The question now becomes, what did you claim to be true in
"Advanced Polynomial Factorization."
Just below is the full text of APF exactly as it was submitted
to the SWJPAM:
==========================================================================
[Begin APF]
Electronic Journal: Southwest Journal of Pure and Applied Mathematics
Internet: http://rattler.cameron.edu/swjpam.html
ISSN 1083
Issue 2, December 2003, pp. 6--8.
Submitted: July 25, 2003. Published: December 31 2003.
ADVANCED POLYNOMIAL FACTORIZATION
James Harris
Eail Address: jstevh@msn.com
ABSTRACT. Algebraic method for determining distribution of factors
within a polynomial factorization, which breaks through what was seen
as a barrier from overinterpretations of Galois Theory.
A.M.S. (MOS) Subject Classification Codes. 11R04,11R09
KEY WORDS AND PHRASES. Polynomial factorization, Galois theory,
Factorization lemma, Ring of algebraic integers
ADVANCED POLYNOMIAL FACTORIZATION APPROACHED.
Determining the distribution of factors within irrational algebraic
integers has long been considered impossible as it is not possible to
do using Galois Theory. However a simple technique through the
introduction of more variables makes it possible. To highlight the
standard belief consider the algebraic integer roots of x^2 + x - 5.
While you know that the algebraic integer factors are themselves
factors of 5, can either not have non unit factors of 5? How do you
know?
In looking to consider distribution of algebraic integer factors
within a factorization I'll be using a more complicated example than
x^2 + x - 5.
This paper will show, using basic algebraic methods, that given the
factorization, in the ring of algebraic integers,
65 x^3 - 12 x + 1 = (a1 x + 1)(a2 x + 1)(a3 x + 1)
one of the a's is coprime to 5.
First I'll need a simple lemma to generalize beyond factors of a
polynomial that are themselves polynomials.
FACTORIZATION LEMMA:
Given a factor g of a polynomial P(x), further defined as a factor for
all x, which means that the value of g for a value 'a' of x is a factor
of P(a), within the ring of algebraic integers, there exists r and c
such that
g = r + c
where r=0, or varies as x varies, and c is a factor of the constant term
P(0) and is itself constant.
Let x=0, then g must be a factor of P(0), so at that point c = g.
If when x does not equal 0, g=c, r=0. If when x does not equal 0, g!=c
there must exist r which varies with x. That is, r=g. []
As an example consider sqrt(x + 1) which is a non polynomial factor of
x+1, and while there are an infinity of irrational solutions consider
the rational solution at x=35.
Then I have sqrt(35 + 1) = 6 = 5 + 1; therefore when x=35, g=6, r=5,
and c=1. But for different values of x, g and r will vary, while c will
not.

### Provided material
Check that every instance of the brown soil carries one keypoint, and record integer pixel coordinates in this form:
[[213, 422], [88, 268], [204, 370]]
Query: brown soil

### Written task 1
On what date was the paper submitted, according to the polynomial factorization passage?
### Written task 2
Please write the next part of the polynomial factorization passage, starting after its last sentence.

### Reply 1
July 25, 2003.

### Reply 2
PRIMARY ARGUMENT.
Given
65 x^3 - 12 x + 1 = (a1 x + 1)(a2 x + 1)(a3 x + 1)
in the ring of algebraic integers. Let
P(m) = f^2 ((m^3 f^4 - 3m^2 f^2 + 3m) x^3 - 3(-1 + mf^2) xu^2 + u^3 f)
Here f is a non unit, non zero algebraic integer coprime to 3 and x,
and u a non unit, non zero algebraic integer coprime to f. Note P(m)
has a factor that is f^2 .
That expression comes from expanding (v^3 + 1) x^3 - 3 vxy^2 + y^3,
using the substitutions v = -1 + m f^2, and y = uf, where additional
variables provide an additional degree of freedom.
Now consider the factorization
P(m) = (a1 x + uf)(a2 x + uf)(a3 x + uf)
where multiplying out shows that
a1 a2 a3 = m^3 f^6 - 3 m^2 f^4 + 3m f^2 = f^2 (m^3 f^4 - 3 m^2 f^2 + 3m)
so
a1 a2 a3 = m f^2 (m^2 f^4 - 3 m f^2 + 3).
Therefore, at least one of the a's cannot be coprime to m, and at
least one of the a's must equal 0 when m=0.
(Note: The a's are roots of a monic polynomial with algebraic integer
coefficients so they are algebraic integers.)
Notice that the constant term P(0) is given by P(0) = f^2 (3x u^2 +
u^3 f) and also that P(0)/f^2 = 3x u^2 + u^3 f, which is coprime to f.
Then I have the factor of P(m), g1, where g1 = a1 x + uf, where here
I also have that a1 is not coprime to m.
From my factorization lemma, I have that, when m=0
g1 = c = uf
meaning f is a factor of the constant term.
Therefore, exactly two of the a's equal 0, when m=0, to get the factor
f^2 in the constant term P(0), while one must not equal 0, or f^3 would
be the factor.
Now as noted before in general P(m) has a factor that is f^2, and
separating that factor off, gives a constant term coprime to f;
therefore, given g1 = a1 x + uf where with m = 0, g1 gives a factor of
f it must have that same factor in general, proving that two of the a's
have a factor that is f .
Therefore, one factor is coprime to f.
Now letting m=1, f=sqrt(5), where I can let u=1 as its value doesn't
change the a's, I have
(m^3 f^6 - 3m^2 f^4 + 3m)x^3 - 3(-1 + mf^2)xu^2 + u^3 = 65x^3 - 12x + 1
which may be more easily seen from using v = -1 + mf^2 = 4, y=1 with
(v^3 + 1) x^3 - 3vxy^2 + y^3 .
Therefore, with the factorization
65 x^3 - 12 x + 1 = (a1 x + 1)(a2 x + 1)(a3 x + 1)
one of the a's is coprime to 5, which shows where some of the algebraic
integer factors distribute despite the factors being irrational.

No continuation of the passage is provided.